— What the task asks —
In the records that follow, the lines from the one containing "Target: balcony railing" to the one containing "mark the woman", inclusive, are to be given again exactly.

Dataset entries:
━━━━━━━━━━
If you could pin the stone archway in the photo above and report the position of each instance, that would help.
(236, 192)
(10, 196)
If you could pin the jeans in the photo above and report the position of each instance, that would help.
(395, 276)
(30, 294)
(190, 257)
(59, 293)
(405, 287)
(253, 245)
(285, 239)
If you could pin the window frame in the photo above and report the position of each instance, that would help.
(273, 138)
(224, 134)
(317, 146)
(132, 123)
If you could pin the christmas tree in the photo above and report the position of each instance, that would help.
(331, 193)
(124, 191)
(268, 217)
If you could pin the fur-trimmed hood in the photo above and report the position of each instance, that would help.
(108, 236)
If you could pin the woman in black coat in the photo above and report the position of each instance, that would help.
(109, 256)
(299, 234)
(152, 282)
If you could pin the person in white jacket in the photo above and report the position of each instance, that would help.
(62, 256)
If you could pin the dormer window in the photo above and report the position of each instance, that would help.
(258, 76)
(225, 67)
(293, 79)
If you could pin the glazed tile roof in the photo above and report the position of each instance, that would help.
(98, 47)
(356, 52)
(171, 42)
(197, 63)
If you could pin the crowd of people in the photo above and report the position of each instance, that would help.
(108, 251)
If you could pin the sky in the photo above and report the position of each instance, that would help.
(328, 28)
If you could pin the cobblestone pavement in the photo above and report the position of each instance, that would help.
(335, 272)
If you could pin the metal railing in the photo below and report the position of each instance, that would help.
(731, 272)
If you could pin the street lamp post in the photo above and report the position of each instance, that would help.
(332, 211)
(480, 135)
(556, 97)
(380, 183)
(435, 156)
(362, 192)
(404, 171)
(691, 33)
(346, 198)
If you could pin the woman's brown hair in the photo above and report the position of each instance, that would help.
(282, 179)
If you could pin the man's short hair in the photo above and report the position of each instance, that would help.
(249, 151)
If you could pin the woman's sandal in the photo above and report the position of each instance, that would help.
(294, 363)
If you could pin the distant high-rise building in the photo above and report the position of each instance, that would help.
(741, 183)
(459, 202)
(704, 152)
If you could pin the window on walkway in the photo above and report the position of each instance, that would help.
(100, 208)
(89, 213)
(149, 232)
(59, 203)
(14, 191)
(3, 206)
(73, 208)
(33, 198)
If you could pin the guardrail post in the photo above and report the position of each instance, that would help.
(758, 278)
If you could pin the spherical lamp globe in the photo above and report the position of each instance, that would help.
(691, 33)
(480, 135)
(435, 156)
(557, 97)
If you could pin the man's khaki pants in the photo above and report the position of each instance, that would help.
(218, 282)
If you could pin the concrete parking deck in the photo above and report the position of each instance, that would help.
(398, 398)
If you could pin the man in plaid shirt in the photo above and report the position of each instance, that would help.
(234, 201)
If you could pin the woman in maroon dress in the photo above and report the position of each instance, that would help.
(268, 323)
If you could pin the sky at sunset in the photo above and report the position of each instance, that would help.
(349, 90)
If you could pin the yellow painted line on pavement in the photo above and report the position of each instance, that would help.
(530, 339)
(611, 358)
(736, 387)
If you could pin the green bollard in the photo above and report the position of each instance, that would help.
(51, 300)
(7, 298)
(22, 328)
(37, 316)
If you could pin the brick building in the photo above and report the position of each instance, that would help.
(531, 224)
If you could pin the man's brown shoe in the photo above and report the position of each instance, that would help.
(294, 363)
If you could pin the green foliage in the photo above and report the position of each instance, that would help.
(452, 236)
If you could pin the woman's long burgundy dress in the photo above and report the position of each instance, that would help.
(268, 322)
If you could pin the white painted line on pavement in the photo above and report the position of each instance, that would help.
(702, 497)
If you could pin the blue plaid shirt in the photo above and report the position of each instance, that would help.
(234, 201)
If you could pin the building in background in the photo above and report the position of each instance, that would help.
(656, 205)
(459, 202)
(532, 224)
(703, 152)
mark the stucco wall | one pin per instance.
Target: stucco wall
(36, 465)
━━━━━━━━━━
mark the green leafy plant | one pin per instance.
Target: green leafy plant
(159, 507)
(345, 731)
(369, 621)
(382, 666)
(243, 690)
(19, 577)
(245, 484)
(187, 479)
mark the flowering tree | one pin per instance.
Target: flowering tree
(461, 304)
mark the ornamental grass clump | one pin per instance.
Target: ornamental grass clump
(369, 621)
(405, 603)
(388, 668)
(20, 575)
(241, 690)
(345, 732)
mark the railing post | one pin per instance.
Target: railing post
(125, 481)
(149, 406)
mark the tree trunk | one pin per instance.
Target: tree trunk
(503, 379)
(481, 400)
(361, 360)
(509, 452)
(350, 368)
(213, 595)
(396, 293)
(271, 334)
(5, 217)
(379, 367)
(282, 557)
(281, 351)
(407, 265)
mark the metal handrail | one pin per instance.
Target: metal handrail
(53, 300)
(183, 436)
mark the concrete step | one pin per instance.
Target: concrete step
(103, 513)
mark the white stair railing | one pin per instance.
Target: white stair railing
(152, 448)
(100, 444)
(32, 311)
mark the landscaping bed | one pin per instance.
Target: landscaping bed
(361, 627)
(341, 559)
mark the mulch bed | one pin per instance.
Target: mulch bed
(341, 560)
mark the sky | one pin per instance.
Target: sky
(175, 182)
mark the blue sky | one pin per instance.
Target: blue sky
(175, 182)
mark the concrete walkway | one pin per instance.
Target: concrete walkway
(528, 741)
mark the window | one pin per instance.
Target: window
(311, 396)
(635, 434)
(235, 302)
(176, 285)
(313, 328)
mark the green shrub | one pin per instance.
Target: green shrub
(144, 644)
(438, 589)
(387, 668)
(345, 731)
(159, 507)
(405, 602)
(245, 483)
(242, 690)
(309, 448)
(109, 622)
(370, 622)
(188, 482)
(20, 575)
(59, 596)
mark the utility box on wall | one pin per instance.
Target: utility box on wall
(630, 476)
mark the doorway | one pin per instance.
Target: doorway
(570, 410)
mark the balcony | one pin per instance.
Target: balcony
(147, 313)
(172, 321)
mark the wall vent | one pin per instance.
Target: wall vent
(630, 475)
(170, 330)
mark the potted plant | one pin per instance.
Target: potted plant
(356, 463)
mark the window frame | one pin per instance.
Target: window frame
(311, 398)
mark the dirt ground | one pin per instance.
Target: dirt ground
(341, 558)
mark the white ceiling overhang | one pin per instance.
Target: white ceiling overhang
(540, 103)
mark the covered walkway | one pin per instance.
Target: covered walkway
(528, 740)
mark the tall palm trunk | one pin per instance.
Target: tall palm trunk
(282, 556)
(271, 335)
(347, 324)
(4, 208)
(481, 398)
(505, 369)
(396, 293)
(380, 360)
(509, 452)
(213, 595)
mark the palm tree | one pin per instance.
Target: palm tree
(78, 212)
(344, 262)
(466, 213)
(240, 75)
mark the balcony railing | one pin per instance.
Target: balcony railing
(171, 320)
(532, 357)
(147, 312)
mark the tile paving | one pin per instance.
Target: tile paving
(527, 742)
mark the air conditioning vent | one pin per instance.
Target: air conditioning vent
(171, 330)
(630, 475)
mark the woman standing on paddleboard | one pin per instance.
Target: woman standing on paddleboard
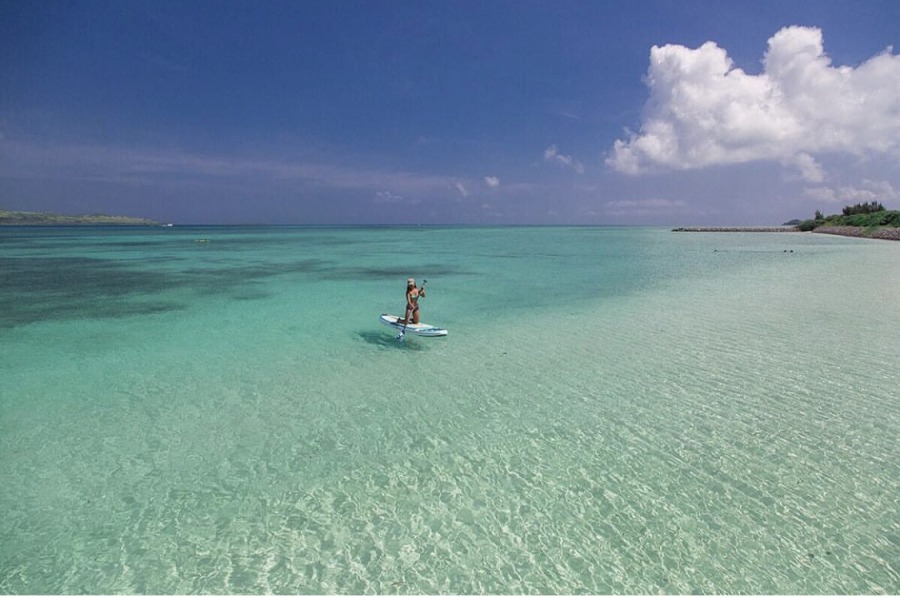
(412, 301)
━━━━━━━━━━
— Solution to this exercise —
Target: balcony railing
(171, 320)
(532, 357)
(147, 312)
mark the tile paving | one pin per instance.
Target: tile paving
(527, 742)
mark the air conditioning vent | one pin per instance.
Target: air conditioning vent
(171, 330)
(630, 475)
mark the woman standing on paddleboard | one pin per instance.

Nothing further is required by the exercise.